Nothing in the entries should be altered. Write them out in full.

**Source material:**
===
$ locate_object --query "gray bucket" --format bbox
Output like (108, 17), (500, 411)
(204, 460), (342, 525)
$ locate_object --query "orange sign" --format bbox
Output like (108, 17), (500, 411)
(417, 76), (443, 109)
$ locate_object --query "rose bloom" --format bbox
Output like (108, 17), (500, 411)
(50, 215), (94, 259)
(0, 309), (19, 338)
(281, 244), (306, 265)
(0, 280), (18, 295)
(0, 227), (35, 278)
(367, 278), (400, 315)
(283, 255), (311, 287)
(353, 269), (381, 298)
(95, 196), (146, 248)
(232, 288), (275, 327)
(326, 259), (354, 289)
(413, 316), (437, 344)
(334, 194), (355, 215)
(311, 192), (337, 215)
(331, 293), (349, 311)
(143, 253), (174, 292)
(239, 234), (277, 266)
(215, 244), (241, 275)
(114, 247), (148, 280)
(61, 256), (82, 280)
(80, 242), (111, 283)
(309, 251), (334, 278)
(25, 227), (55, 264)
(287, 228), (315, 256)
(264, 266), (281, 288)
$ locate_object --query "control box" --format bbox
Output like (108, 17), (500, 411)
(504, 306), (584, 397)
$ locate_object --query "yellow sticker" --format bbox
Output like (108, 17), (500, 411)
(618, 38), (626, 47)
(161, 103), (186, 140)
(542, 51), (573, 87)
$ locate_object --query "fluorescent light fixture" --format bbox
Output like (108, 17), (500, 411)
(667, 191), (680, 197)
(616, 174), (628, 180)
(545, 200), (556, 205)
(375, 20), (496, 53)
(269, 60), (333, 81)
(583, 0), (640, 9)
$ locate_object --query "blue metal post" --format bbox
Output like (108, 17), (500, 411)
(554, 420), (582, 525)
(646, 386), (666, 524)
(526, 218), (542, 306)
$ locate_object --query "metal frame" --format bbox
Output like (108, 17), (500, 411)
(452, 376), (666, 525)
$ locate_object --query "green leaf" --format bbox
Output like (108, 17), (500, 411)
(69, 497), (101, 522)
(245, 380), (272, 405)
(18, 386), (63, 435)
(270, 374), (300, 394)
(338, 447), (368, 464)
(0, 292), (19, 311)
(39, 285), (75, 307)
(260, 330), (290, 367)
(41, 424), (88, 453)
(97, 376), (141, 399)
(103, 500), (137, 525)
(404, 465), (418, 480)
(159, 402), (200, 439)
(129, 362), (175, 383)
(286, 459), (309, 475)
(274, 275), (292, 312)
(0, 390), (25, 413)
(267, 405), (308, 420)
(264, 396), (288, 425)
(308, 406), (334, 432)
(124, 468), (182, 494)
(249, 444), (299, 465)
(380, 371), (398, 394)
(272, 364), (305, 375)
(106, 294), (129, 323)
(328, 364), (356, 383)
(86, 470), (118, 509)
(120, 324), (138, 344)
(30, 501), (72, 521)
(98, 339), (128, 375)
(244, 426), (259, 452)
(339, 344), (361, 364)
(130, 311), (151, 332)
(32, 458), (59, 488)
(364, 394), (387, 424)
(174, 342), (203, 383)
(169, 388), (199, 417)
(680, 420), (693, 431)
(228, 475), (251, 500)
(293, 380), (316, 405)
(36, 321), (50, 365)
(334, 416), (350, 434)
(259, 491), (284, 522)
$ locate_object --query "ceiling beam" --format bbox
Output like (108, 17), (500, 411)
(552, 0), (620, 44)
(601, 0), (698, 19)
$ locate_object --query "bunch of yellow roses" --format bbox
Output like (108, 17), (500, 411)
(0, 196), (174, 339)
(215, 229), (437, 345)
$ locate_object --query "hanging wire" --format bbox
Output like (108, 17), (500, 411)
===
**Output below:**
$ locate_object --query "gray bucket" --format bbox
Output like (108, 17), (500, 411)
(204, 460), (342, 525)
$ locate_object --query "orange sign" --format bbox
Output like (108, 17), (500, 411)
(417, 76), (443, 109)
$ locate_object --query "rose bloom" --format bbox
Output like (108, 17), (500, 411)
(50, 215), (94, 259)
(0, 309), (19, 338)
(281, 244), (306, 265)
(0, 280), (18, 295)
(0, 227), (35, 278)
(367, 278), (400, 315)
(283, 255), (311, 287)
(353, 269), (381, 298)
(95, 196), (146, 248)
(232, 288), (275, 327)
(326, 259), (354, 289)
(413, 316), (437, 344)
(334, 194), (355, 215)
(311, 192), (337, 215)
(331, 293), (349, 311)
(143, 253), (174, 292)
(239, 234), (277, 266)
(215, 244), (241, 275)
(114, 247), (148, 280)
(61, 256), (82, 280)
(80, 242), (111, 283)
(309, 251), (334, 278)
(25, 227), (55, 264)
(287, 228), (315, 256)
(264, 266), (281, 288)
$ locate_object --query "control box" --format bbox
Output like (108, 17), (500, 411)
(504, 306), (584, 397)
$ locate_object --query "yellow sticker" --format bbox
Output like (108, 17), (500, 411)
(618, 38), (626, 47)
(161, 103), (186, 140)
(542, 51), (573, 87)
$ locate_object --query "fluorescent light fixture" --format bbox
Output like (108, 17), (500, 411)
(667, 191), (680, 197)
(616, 174), (628, 180)
(545, 200), (556, 205)
(375, 20), (496, 53)
(269, 60), (333, 81)
(583, 0), (640, 9)
$ locate_object --query "blue metal post" --format bbox
Output like (108, 17), (500, 411)
(554, 420), (582, 525)
(646, 386), (666, 524)
(526, 218), (542, 306)
$ locate_object --query "metal frame" --format bbox
Output like (108, 17), (500, 411)
(452, 376), (666, 525)
$ locate_object --query "green leaf" --format bbox
Output like (108, 17), (500, 411)
(69, 497), (101, 522)
(245, 380), (272, 405)
(18, 386), (63, 435)
(270, 374), (300, 394)
(338, 447), (368, 464)
(0, 292), (19, 311)
(39, 285), (75, 307)
(260, 330), (290, 367)
(41, 424), (88, 453)
(97, 376), (141, 399)
(103, 500), (137, 525)
(404, 465), (418, 480)
(159, 402), (200, 439)
(129, 362), (175, 383)
(286, 459), (309, 475)
(274, 275), (292, 312)
(0, 390), (25, 413)
(267, 405), (308, 420)
(264, 396), (288, 425)
(308, 406), (334, 432)
(124, 468), (182, 494)
(249, 444), (299, 465)
(380, 371), (398, 394)
(272, 364), (305, 375)
(106, 294), (129, 323)
(328, 364), (356, 383)
(86, 470), (118, 509)
(120, 324), (138, 344)
(30, 501), (72, 521)
(98, 339), (128, 375)
(244, 426), (259, 452)
(339, 344), (361, 364)
(130, 311), (151, 332)
(32, 458), (59, 488)
(364, 394), (387, 424)
(174, 342), (203, 383)
(169, 388), (199, 417)
(680, 420), (693, 431)
(228, 475), (251, 500)
(293, 380), (316, 405)
(36, 321), (50, 365)
(334, 416), (350, 434)
(259, 491), (284, 522)
$ locate_object --query "ceiling beam" --format bbox
Output like (108, 17), (500, 411)
(552, 0), (620, 44)
(601, 0), (698, 19)
$ locate_object --query "bunch of yellow roses" --format bbox
Output like (108, 17), (500, 411)
(0, 196), (174, 339)
(215, 229), (437, 345)
$ locate_object --query "hanging wire" --format bbox
Output like (108, 17), (500, 411)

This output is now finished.